— START —

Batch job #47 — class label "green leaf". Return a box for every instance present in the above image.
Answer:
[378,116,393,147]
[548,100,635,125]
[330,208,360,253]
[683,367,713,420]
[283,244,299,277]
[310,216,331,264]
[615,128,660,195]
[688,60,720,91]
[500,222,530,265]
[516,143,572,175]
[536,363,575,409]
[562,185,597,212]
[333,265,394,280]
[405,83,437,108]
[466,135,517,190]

— END —

## Your task
Rewrite all the records above as a numbered list, one line per item, with any blank lines omitted.

## Answer
1. Batch job #47 — class label "green leaf". Return a box for every instance present in the above image.
2. Answer:
3. [378,116,393,147]
4. [548,100,635,125]
5. [330,208,360,253]
6. [683,367,713,420]
7. [283,244,299,277]
8. [310,216,331,264]
9. [615,128,660,195]
10. [688,60,720,91]
11. [500,222,530,265]
12. [516,143,572,175]
13. [536,363,575,409]
14. [562,185,597,212]
15. [333,265,394,280]
16. [405,83,437,108]
17. [466,135,517,190]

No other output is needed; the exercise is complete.